Copy out the lines of the material below, starting at its first line and going on through the line that contains "left=829, top=536, right=900, bottom=616", with both of those lines included. Leave the pictures out of your copy.

[Start of DATA PROVIDED]

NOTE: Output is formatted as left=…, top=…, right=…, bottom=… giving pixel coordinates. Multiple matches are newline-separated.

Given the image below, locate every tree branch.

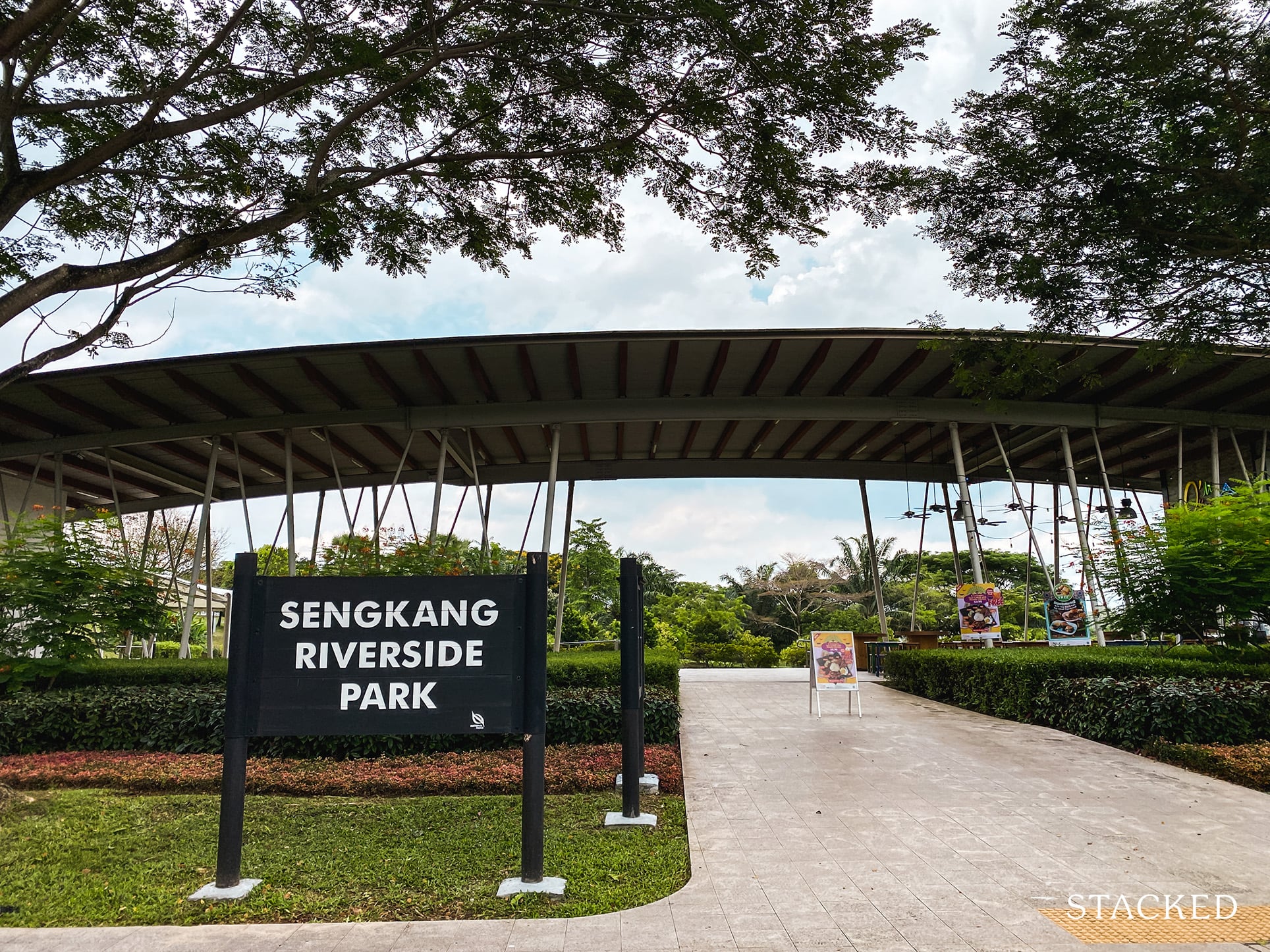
left=0, top=288, right=137, bottom=388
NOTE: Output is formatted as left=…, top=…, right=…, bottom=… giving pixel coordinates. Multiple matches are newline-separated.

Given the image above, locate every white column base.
left=605, top=810, right=657, bottom=826
left=498, top=876, right=564, bottom=899
left=189, top=880, right=263, bottom=903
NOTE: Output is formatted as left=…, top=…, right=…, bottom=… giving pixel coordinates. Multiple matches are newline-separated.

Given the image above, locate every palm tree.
left=723, top=552, right=858, bottom=639
left=829, top=536, right=900, bottom=616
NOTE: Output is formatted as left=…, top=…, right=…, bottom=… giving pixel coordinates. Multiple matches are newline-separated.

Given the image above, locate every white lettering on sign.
left=437, top=641, right=464, bottom=668
left=339, top=680, right=437, bottom=711
left=383, top=602, right=410, bottom=628
left=278, top=598, right=498, bottom=629
left=353, top=602, right=383, bottom=628
left=472, top=598, right=498, bottom=627
left=296, top=639, right=485, bottom=672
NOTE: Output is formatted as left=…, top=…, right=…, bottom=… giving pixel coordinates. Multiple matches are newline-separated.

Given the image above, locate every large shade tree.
left=0, top=0, right=931, bottom=384
left=924, top=0, right=1270, bottom=360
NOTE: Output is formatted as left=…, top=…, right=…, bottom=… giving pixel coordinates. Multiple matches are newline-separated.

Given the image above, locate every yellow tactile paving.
left=1037, top=905, right=1270, bottom=944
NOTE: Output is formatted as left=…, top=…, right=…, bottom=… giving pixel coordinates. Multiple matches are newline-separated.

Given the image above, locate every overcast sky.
left=10, top=0, right=1143, bottom=581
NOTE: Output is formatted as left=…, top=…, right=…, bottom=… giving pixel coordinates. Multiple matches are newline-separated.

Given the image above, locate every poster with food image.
left=1045, top=583, right=1092, bottom=645
left=956, top=583, right=1003, bottom=641
left=812, top=631, right=860, bottom=691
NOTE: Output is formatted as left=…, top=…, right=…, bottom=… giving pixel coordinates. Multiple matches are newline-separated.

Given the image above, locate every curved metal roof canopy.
left=0, top=330, right=1270, bottom=512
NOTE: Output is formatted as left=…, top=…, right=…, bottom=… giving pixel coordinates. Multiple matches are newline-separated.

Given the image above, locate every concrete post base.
left=605, top=810, right=657, bottom=826
left=498, top=876, right=564, bottom=899
left=189, top=880, right=263, bottom=903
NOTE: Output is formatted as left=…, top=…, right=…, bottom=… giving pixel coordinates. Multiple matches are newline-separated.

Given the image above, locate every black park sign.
left=245, top=575, right=526, bottom=737
left=202, top=552, right=547, bottom=899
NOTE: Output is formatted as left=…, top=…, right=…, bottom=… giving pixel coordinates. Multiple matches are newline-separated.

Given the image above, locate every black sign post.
left=211, top=552, right=259, bottom=899
left=190, top=554, right=564, bottom=899
left=498, top=552, right=565, bottom=896
left=605, top=558, right=657, bottom=826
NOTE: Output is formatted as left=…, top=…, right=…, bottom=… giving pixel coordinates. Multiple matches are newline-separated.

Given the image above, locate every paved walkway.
left=7, top=672, right=1270, bottom=952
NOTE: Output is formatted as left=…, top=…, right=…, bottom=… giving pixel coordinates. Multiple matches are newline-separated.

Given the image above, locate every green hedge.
left=0, top=684, right=679, bottom=758
left=884, top=647, right=1270, bottom=724
left=34, top=648, right=679, bottom=697
left=1036, top=678, right=1270, bottom=748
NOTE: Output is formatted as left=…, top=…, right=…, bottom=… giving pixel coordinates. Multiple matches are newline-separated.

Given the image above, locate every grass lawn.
left=0, top=789, right=688, bottom=926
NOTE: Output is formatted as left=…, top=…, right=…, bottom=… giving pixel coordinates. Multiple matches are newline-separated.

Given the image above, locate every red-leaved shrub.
left=0, top=744, right=683, bottom=797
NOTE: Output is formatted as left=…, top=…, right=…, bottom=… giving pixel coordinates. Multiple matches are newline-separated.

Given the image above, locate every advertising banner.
left=812, top=631, right=860, bottom=691
left=956, top=583, right=1002, bottom=641
left=1045, top=583, right=1092, bottom=645
left=248, top=575, right=524, bottom=736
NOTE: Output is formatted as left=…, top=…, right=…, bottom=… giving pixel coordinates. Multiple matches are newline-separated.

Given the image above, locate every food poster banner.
left=956, top=583, right=1003, bottom=641
left=1045, top=583, right=1092, bottom=645
left=812, top=631, right=860, bottom=691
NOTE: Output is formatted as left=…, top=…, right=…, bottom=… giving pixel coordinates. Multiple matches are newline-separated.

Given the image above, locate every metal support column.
left=181, top=436, right=221, bottom=658
left=1058, top=427, right=1107, bottom=645
left=858, top=480, right=889, bottom=641
left=226, top=433, right=256, bottom=550
left=551, top=480, right=574, bottom=651
left=103, top=447, right=132, bottom=566
left=321, top=427, right=353, bottom=536
left=428, top=431, right=450, bottom=552
left=309, top=490, right=326, bottom=566
left=1054, top=483, right=1063, bottom=585
left=282, top=431, right=296, bottom=576
left=949, top=423, right=983, bottom=585
left=13, top=453, right=44, bottom=528
left=53, top=453, right=66, bottom=535
left=1208, top=427, right=1222, bottom=499
left=542, top=424, right=560, bottom=555
left=1229, top=429, right=1252, bottom=486
left=203, top=512, right=216, bottom=658
left=0, top=475, right=9, bottom=542
left=140, top=509, right=155, bottom=571
left=940, top=483, right=961, bottom=588
left=468, top=429, right=489, bottom=560
left=1174, top=425, right=1186, bottom=505
left=992, top=424, right=1055, bottom=594
left=375, top=431, right=414, bottom=551
left=908, top=483, right=931, bottom=631
left=1090, top=429, right=1128, bottom=610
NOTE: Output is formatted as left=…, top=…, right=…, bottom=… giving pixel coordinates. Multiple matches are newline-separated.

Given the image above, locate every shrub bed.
left=884, top=647, right=1270, bottom=724
left=684, top=632, right=777, bottom=668
left=0, top=744, right=683, bottom=797
left=0, top=684, right=679, bottom=759
left=1142, top=740, right=1270, bottom=793
left=1035, top=678, right=1270, bottom=748
left=30, top=646, right=679, bottom=697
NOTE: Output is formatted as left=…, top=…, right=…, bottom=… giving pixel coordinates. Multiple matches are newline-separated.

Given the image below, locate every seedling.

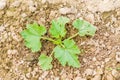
left=21, top=17, right=96, bottom=70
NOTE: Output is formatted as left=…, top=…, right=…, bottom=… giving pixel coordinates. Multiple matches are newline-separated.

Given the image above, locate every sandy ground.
left=0, top=0, right=120, bottom=80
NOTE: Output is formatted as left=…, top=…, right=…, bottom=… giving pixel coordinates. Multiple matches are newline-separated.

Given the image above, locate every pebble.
left=59, top=7, right=77, bottom=14
left=0, top=25, right=5, bottom=32
left=116, top=52, right=120, bottom=62
left=0, top=0, right=6, bottom=9
left=41, top=0, right=46, bottom=4
left=112, top=69, right=120, bottom=78
left=11, top=0, right=20, bottom=7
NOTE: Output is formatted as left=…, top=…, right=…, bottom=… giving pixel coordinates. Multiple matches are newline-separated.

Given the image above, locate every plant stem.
left=68, top=33, right=79, bottom=39
left=49, top=51, right=54, bottom=57
left=41, top=37, right=56, bottom=42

[End of DATA PROVIDED]

RESULT OF THIS EXERCISE »
NOTE: Output is formatted as left=…, top=…, right=…, bottom=… giving pixel coordinates. Multiple matches are newline-separated.

Given the image below, locate every tree branch.

left=0, top=288, right=137, bottom=388
NOTE: Output is formatted as left=…, top=…, right=…, bottom=… giving pixel coordinates. Multiple matches are newline-separated.

Given the image above, locate every white column base.
left=605, top=810, right=657, bottom=826
left=498, top=876, right=564, bottom=899
left=189, top=880, right=263, bottom=903
NOTE: Output is formatted as left=…, top=…, right=…, bottom=… giving pixel coordinates. Multiple matches are newline-separated.

Given the image above, locate every palm tree.
left=723, top=552, right=858, bottom=639
left=829, top=536, right=900, bottom=616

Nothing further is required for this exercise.